━━━ Excerpted data ━━━
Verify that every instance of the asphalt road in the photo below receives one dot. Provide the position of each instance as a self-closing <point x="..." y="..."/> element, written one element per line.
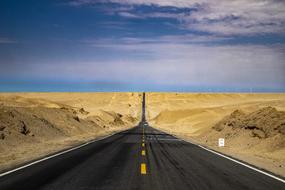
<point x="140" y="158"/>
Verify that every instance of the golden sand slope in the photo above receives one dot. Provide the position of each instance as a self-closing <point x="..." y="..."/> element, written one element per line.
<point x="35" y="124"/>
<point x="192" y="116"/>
━━━
━━━ Excerpted data ━━━
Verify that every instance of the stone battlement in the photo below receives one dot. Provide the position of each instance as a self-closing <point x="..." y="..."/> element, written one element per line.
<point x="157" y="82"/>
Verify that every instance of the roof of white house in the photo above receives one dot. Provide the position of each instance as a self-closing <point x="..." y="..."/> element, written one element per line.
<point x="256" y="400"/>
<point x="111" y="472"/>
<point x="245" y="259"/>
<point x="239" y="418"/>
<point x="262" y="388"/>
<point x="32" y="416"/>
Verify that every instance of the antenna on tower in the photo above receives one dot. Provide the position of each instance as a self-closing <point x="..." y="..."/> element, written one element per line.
━━━
━━━ Excerpted data ━━━
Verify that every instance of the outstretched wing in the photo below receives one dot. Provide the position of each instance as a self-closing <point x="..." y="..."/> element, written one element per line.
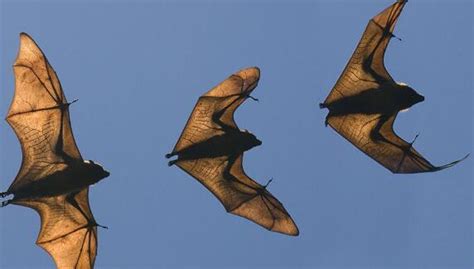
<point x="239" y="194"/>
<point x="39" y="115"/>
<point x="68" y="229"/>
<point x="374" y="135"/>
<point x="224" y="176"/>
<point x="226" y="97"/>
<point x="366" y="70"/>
━━━
▶ Task instructions:
Rewrite the rows as a numbered list, starting at the line with "Verify that every instance of the roof" and ending at the line with "Verify that every instance of the antenna", both included. Leave out any blank lines.

▶ Worked answer:
1. Verify that every instance of the roof of white house in the photo above receives one dot. Provide the position of each instance as a self-closing <point x="..." y="..."/> element, written one element per line.
2. <point x="256" y="400"/>
3. <point x="111" y="472"/>
4. <point x="245" y="259"/>
5. <point x="239" y="418"/>
6. <point x="262" y="388"/>
7. <point x="32" y="416"/>
8. Verify that every instance of the antenna on tower in the photo above receives one dot. Provide the position of each instance as a self-closing <point x="..." y="..."/> element, written one element per line.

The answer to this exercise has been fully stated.